BEGIN DATA SUPPLIED
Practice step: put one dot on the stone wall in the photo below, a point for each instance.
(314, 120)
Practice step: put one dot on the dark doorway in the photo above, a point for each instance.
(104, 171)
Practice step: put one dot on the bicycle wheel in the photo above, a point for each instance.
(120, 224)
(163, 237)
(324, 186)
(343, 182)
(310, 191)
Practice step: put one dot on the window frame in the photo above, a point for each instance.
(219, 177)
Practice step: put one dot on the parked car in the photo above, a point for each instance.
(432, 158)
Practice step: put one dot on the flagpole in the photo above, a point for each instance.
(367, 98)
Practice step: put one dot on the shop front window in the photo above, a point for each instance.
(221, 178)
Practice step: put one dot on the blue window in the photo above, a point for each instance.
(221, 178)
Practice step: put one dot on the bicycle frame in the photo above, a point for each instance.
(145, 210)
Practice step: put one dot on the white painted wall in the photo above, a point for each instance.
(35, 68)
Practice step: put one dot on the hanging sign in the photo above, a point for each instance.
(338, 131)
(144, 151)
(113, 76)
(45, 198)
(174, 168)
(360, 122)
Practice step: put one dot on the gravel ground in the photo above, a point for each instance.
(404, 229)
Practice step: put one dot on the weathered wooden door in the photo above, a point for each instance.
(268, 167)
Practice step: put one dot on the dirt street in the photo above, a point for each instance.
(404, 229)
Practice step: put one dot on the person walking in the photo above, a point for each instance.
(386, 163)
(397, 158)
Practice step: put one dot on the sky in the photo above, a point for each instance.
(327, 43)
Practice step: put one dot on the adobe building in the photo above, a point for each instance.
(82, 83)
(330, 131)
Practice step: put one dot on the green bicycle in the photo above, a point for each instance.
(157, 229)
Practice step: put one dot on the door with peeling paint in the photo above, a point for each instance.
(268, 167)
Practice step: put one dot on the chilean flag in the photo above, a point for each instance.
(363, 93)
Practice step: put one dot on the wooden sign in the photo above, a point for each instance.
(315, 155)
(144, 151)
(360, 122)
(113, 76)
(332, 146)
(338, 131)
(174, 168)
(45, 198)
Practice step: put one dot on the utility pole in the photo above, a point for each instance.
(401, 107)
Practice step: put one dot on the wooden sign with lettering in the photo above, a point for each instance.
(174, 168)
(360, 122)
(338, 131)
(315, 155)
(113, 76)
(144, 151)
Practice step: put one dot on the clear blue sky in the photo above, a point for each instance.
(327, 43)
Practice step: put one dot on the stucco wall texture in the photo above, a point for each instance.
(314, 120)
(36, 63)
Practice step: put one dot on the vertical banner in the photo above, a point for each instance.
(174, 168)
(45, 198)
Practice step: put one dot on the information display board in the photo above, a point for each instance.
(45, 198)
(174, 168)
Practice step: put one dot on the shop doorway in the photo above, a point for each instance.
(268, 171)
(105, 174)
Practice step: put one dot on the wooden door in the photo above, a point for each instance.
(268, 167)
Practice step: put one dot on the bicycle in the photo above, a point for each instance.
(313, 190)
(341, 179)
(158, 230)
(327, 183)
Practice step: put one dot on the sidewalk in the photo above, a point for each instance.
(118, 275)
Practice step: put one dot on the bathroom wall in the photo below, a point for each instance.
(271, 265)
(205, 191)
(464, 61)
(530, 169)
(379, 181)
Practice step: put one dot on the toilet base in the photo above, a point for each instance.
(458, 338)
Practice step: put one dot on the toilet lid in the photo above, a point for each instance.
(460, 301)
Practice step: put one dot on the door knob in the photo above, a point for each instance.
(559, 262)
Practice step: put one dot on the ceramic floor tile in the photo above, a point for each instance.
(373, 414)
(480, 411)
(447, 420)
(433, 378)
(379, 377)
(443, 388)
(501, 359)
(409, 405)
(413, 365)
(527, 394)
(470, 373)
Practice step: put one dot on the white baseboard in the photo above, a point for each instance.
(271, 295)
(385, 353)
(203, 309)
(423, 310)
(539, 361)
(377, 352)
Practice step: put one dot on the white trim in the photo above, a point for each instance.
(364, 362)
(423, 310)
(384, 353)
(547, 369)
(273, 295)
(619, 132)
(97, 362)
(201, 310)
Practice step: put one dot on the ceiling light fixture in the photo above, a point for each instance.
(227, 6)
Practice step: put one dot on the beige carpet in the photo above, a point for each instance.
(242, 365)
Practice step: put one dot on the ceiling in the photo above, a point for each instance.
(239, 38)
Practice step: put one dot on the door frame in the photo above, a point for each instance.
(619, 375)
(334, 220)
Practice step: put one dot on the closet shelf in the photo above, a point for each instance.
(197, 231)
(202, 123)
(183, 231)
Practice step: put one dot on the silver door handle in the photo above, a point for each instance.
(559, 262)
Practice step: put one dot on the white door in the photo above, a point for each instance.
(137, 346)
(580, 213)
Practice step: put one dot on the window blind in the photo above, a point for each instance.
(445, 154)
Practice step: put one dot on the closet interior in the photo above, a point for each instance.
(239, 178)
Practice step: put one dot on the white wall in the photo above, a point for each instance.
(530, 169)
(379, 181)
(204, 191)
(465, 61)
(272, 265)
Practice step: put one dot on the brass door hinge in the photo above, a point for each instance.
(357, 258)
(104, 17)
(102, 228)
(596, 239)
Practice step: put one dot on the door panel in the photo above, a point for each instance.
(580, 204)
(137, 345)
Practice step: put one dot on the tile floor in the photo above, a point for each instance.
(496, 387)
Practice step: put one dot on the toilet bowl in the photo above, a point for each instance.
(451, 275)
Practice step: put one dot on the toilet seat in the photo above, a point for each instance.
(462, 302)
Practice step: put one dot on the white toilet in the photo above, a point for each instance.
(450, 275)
END DATA SUPPLIED
* _PROBLEM DESCRIPTION_
All the records above need to be printed exactly.

* _WRITTEN ANSWER_
Practice step: put one dot on the stone wall in the photo below, a point for each instance.
(314, 120)
Practice step: put one dot on the dark doorway in the photo above, a point for each instance.
(104, 171)
Practice step: put one dot on the bicycle wheel in the photo above, a point for each instance.
(120, 224)
(163, 237)
(324, 186)
(343, 182)
(310, 191)
Practice step: put one dot on the window frame in the photo above, a point for each instance.
(219, 177)
Practice step: put one dot on the parked car in the photo above, a point for each instance.
(432, 158)
Practice step: put one dot on the flagpole in the photo above, a point for each instance.
(367, 98)
Practice step: put one dot on the shop front window in the photo above, a point for each instance.
(221, 178)
Practice step: put one dot on the blue window in the photo above, a point for each instance.
(221, 178)
Practice step: put one dot on the bicycle frame in the photo above, a point for each instance.
(145, 210)
Practice step: put one dot on the white painted wall in the photo above, a point for each instance.
(35, 68)
Practice step: put one dot on the hanging sign in the photo above, a point for each instance.
(338, 131)
(144, 151)
(113, 76)
(45, 198)
(174, 168)
(360, 122)
Practice step: put one dot on the gravel ground in the photo above, a point for each instance.
(404, 229)
Practice step: put one dot on the weathered wooden door in the photo above, a point for each instance.
(268, 167)
Practice step: put one dot on the dirt street in the photo above, a point for each instance.
(404, 229)
Practice step: put one dot on the person walking in the photo above, a point for each instance.
(386, 163)
(397, 158)
Practice step: put one dot on the sky in the photo above, a point for each instance.
(327, 43)
Practice step: put one dot on the adobe building in the photo above, a point for each instance.
(82, 83)
(330, 131)
Practice step: put one dot on the green bicycle in the photo above, a point for each instance.
(157, 229)
Practice step: put one dot on the door with peeling paint in the photo above, a point for each instance.
(268, 167)
Practice step: put one dot on the chilean flag in the photo above, a point for each instance.
(363, 93)
Practice step: put one dot on the wooden sign in the photo above, a point for each instance.
(315, 155)
(144, 151)
(360, 122)
(113, 76)
(332, 146)
(338, 131)
(174, 168)
(45, 198)
Practice step: put one dot on the utility pole in the photo above, a point for each instance.
(401, 107)
Practice step: put one dot on the wooden sign with lettering in the photo above, a point for each instance.
(174, 168)
(360, 122)
(338, 131)
(315, 155)
(113, 76)
(144, 151)
Practice step: put one dot on the clear blue sky in the photo above, a point for each instance.
(327, 43)
Practice step: put one dot on the stucco wall texture in the photo above, a point for each instance.
(314, 120)
(36, 63)
Practice step: put one dot on the vertical banner in the photo above, a point for each instance.
(174, 168)
(45, 198)
Practice step: put one dot on the information display board in the photo above, a point for each instance.
(45, 198)
(174, 168)
Practice step: put one dot on the shop doorway in the photo above, a point for each instance.
(268, 171)
(105, 174)
Practice step: put one dot on the wooden door in the photo above, a point for each instance.
(268, 167)
Practice step: put one dot on the bicycle in the photo above, a point for each instance.
(313, 190)
(341, 179)
(158, 230)
(327, 183)
Practice step: put one dot on the sidewalk in the photo above, a point for each instance.
(118, 275)
Practice step: put one dot on the bathroom wall in the photo below, a point for each instance.
(271, 265)
(205, 191)
(464, 61)
(530, 169)
(379, 181)
Practice step: put one dot on the toilet base in the photo above, a point for each instance.
(458, 338)
Practice step: put one dot on the toilet lid in the photo above, a point for each instance.
(460, 301)
Practice step: put one dot on the door knob in the photo above, a point for each instance.
(559, 262)
Practice step: put one dot on the ceramic floor tile in the photo above, a point for each instance.
(373, 414)
(480, 411)
(447, 420)
(433, 378)
(379, 377)
(443, 388)
(501, 359)
(409, 405)
(413, 365)
(527, 394)
(470, 373)
Practice step: put one dot on the white baseboard in the photo above, a point for each instance.
(271, 295)
(385, 353)
(203, 309)
(423, 310)
(539, 361)
(377, 352)
Practice step: put one dot on the white trim in the photo above, a point for each instance.
(364, 362)
(423, 310)
(384, 353)
(547, 369)
(273, 295)
(619, 132)
(97, 362)
(201, 310)
Practice step: put one dot on the ceiling light fixture in the photo above, a point for each instance.
(227, 6)
Practice step: put one dot on the beige carpet in the photo above, a point for each instance.
(242, 365)
Practice step: put one dot on the ceiling in the photo above, a point for each instance.
(239, 38)
Practice step: put one dot on the door frame in the photo above, a point for each instance.
(619, 375)
(334, 220)
Practice step: put one dot on the closet shelf in the photo above, a point for each instance.
(197, 231)
(202, 123)
(183, 231)
Practice step: put one dot on the silver door handle in the photo above, a point for each instance.
(559, 262)
Practice step: put one dot on the white door in the photo above, a point for each instance.
(137, 346)
(580, 213)
Practice step: put one dot on the window blind in the photo above, a point for each instance.
(445, 154)
Practice step: put one dot on the closet interior in the photo above, a point for each instance.
(239, 178)
Practice step: put one dot on the white wall in the photo above, a point for each instance.
(530, 169)
(379, 181)
(204, 191)
(465, 61)
(272, 265)
Practice step: put one dot on the brass door hinge in the photo above, a point for each instance.
(357, 258)
(104, 17)
(102, 228)
(596, 239)
Practice step: put one dot on the door panel in the photo above, a point for each instance.
(580, 204)
(137, 345)
Practice step: put one dot on the tile floor in the photo above, a point for each instance.
(496, 387)
Practice step: put one dot on the toilet bowl in the photo above, a point for each instance.
(451, 275)
Practice step: put one dot on the toilet seat in the photo above, a point for each instance.
(462, 302)
Practice step: put one dot on the white toilet in the photo above, a point for each instance.
(450, 275)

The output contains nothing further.